▸ **Problem description**
Rewrite the items below with every "evaluation set" changed to "test set" and nothing else altered.

▸ **Provided data**
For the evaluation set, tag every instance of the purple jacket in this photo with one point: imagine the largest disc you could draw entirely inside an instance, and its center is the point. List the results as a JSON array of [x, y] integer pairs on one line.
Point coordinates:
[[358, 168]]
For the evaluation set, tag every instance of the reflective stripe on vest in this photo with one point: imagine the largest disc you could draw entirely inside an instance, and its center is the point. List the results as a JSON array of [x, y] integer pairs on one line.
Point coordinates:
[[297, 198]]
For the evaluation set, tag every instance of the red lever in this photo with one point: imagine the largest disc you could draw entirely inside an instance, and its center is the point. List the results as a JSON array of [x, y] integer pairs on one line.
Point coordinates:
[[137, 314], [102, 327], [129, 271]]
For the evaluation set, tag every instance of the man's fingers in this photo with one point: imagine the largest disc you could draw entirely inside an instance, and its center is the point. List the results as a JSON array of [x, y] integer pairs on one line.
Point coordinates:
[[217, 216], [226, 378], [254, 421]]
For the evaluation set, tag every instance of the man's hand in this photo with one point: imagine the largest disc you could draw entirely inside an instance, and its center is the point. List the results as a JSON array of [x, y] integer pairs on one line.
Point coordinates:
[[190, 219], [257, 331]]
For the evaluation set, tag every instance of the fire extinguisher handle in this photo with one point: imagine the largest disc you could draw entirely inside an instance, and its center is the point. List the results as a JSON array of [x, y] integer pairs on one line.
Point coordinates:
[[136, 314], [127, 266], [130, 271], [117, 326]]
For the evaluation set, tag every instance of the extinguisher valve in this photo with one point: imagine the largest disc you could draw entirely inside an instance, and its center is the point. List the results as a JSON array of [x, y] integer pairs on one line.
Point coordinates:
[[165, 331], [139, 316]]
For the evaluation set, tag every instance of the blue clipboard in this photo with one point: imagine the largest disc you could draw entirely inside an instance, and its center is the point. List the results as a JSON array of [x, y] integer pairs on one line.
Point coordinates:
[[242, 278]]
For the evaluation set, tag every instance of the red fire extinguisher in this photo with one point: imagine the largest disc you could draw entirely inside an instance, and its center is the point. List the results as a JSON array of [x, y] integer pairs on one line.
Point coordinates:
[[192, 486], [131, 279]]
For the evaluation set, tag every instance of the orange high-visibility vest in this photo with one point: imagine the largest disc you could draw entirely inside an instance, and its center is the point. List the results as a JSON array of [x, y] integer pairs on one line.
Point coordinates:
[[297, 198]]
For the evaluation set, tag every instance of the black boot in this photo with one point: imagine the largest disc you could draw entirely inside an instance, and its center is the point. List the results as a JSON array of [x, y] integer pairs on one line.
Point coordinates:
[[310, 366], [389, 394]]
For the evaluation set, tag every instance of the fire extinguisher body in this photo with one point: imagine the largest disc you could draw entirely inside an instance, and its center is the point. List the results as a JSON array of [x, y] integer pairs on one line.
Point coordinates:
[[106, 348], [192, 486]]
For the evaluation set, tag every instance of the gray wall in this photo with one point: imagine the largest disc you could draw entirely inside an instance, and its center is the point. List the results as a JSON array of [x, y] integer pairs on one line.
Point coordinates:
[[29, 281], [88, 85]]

▸ **Written response**
For the test set, tag every instance of the purple jacket in this photo with one point: imagine the largest disc you could draw entirely inside an instance, and its center is the point. List the results as a JSON array of [x, y] integer pairs on one line.
Point coordinates:
[[358, 168]]
For the test set, tag every instance of the reflective stripe on vest in this photo with one point: imagine the largest disc you could draw entirely inside an instance, and its center is the point. List the results as a JSON array of [x, y] integer pairs on one line.
Point coordinates:
[[297, 198]]
For the test set, tag every instance of the red lever in this photo with one point: imagine the largest disc you could draw entirely inside an instance, and its center is the point. List the results as a JSON array of [x, y] integer pairs on one line.
Point coordinates:
[[137, 314], [102, 327], [129, 271]]
For the test set, tag every instance of the man's fingers in this photo with one point: imagine the largest disc you could draw entirely inside an instance, and its center is the point. List the results as a JSON array of [x, y] integer pairs on one line.
Point coordinates:
[[217, 216], [226, 378], [254, 421]]
For the test set, tag every instance of the man's hand in this photo with one point: imagine the largest disc you could draw entirely inside an instance, and its center is the point. List the results as a JSON array of [x, y] integer pairs on one line.
Point coordinates:
[[190, 219], [257, 331]]
For the test set, tag every instance of the fire extinguisher handle in this photo with one point: imagine the largest disc you could draw entirely inside an instance, and its center is the point. List the results as a JSON array of [x, y] integer pairs on one line.
Point coordinates:
[[136, 314], [127, 266], [130, 271], [117, 326]]
For the test set, tag every instance of the extinguisher valve in this photo with one point: imagine the largest disc you could draw entirely inside an instance, and its center is the point. List the results as a JSON array of [x, y] integer pairs on one line.
Point coordinates:
[[165, 331], [139, 316]]
For the test set, tag every instance of the blue clipboard in this photo with one point: imagine the largest disc you could draw entirely inside an instance, and its center is the point. List the results as a JSON array of [x, y] integer pairs on one line.
Point coordinates:
[[242, 278]]
For the test set, tag every instance of the red fire extinguisher in this photo with one point: imagine the largest disc you could draw entirely inside an instance, and its center is the point. List the results as a JSON array of [x, y] integer pairs on one line.
Point coordinates:
[[192, 486], [131, 279]]
For the test set, tag every instance of the orange high-visibility vest in this photo with one point: imagine the largest disc you could draw entirely inside an instance, and its center is the point. List the results as a JSON array of [x, y] integer pairs on one line.
Point coordinates:
[[297, 198]]
For the test set, tag every instance of the black boot in this photo with one point: imagine the largest disc you could draw entirely inside an instance, and its center is the point. List the results as a JSON array of [x, y] integer pairs on one line.
Point coordinates:
[[310, 366], [389, 394]]
For the test set, tag every instance of the fire extinguisher body in this photo with one point: imagine the largest disc you could draw entirely inside an instance, and its center is the point. List the results as a JSON array of [x, y] integer pairs on one line.
Point coordinates:
[[106, 348], [192, 486]]
For the test set, tag every instance of the gray wall in this photo with one point: imagine the largest disc you could draw entirely inside an instance, and its center is the point. List the results as a JSON array of [x, y] integer pairs on one line.
Point coordinates:
[[29, 281], [88, 85]]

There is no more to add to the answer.